__ASSIGNMENT__: Please retype every one of the records below exactly, keeping each line as it stands.

__MATERIAL TO PROCESS__:
_ _ _ _ _

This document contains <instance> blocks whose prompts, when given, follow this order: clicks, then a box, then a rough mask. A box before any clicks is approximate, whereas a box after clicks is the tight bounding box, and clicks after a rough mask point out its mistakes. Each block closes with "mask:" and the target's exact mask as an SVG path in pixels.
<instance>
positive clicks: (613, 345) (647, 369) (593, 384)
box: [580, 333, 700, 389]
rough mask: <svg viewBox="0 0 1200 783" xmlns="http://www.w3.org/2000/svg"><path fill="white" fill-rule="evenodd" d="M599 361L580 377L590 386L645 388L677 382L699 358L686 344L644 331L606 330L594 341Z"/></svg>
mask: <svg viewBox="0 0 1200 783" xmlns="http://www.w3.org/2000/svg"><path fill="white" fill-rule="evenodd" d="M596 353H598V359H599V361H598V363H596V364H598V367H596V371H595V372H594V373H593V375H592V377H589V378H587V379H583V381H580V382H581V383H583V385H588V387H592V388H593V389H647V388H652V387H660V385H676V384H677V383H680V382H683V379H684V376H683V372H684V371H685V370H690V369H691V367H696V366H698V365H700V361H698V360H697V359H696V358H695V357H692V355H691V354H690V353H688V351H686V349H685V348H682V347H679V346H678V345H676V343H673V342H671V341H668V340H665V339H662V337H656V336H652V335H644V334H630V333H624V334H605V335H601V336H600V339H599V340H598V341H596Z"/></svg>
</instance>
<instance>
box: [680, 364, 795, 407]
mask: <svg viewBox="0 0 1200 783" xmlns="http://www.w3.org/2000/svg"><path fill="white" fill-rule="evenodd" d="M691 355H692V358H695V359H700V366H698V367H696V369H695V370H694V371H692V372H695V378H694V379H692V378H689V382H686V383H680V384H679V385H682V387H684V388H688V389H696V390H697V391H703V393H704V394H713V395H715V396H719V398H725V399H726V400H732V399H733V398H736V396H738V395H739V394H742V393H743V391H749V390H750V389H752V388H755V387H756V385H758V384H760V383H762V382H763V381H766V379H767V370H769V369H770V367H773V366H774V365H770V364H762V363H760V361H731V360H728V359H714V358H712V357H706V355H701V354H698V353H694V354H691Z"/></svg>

_ _ _ _ _

__TASK RESPONSE__:
This document contains <instance> blocks whose prompts, when given, follow this order: clicks, then a box, then a rough mask. A box before any clicks is approximate, whereas a box after clicks is the tight bounding box, and clicks after a rough mask point out its mistakes. Each block closes with "mask:" and the target's exact mask as an SVG path in pixels.
<instance>
positive clicks: (613, 345) (647, 369) (593, 384)
box: [580, 333, 700, 389]
rough mask: <svg viewBox="0 0 1200 783" xmlns="http://www.w3.org/2000/svg"><path fill="white" fill-rule="evenodd" d="M599 361L580 377L590 386L645 388L677 382L699 358L686 344L644 331L606 330L594 341Z"/></svg>
mask: <svg viewBox="0 0 1200 783" xmlns="http://www.w3.org/2000/svg"><path fill="white" fill-rule="evenodd" d="M596 353H598V359H599V361H598V363H596V364H598V367H596V371H595V372H594V373H593V375H592V377H589V378H587V379H583V381H580V382H581V383H583V385H588V387H592V388H593V389H647V388H652V387H660V385H676V384H677V383H680V382H683V379H684V376H683V372H684V371H685V370H690V369H691V367H696V366H698V365H700V361H698V360H697V359H696V358H695V357H692V355H691V354H690V353H688V351H686V349H685V348H682V347H679V346H678V345H676V343H673V342H671V341H668V340H665V339H662V337H656V336H652V335H644V334H630V333H624V334H605V335H601V336H600V339H599V340H598V341H596Z"/></svg>
</instance>
<instance>
box: [680, 364, 795, 407]
mask: <svg viewBox="0 0 1200 783" xmlns="http://www.w3.org/2000/svg"><path fill="white" fill-rule="evenodd" d="M691 355H692V358H695V359H700V366H698V367H696V369H695V370H694V371H692V372H695V378H694V379H692V378H689V382H686V383H680V384H679V385H682V387H684V388H688V389H696V390H697V391H703V393H704V394H713V395H715V396H719V398H725V399H726V400H732V399H733V398H736V396H738V395H739V394H742V393H743V391H749V390H750V389H752V388H755V387H756V385H758V384H760V383H762V382H763V381H766V379H767V370H769V369H770V367H773V366H774V365H770V364H762V363H760V361H731V360H728V359H714V358H712V357H706V355H701V354H698V353H694V354H691Z"/></svg>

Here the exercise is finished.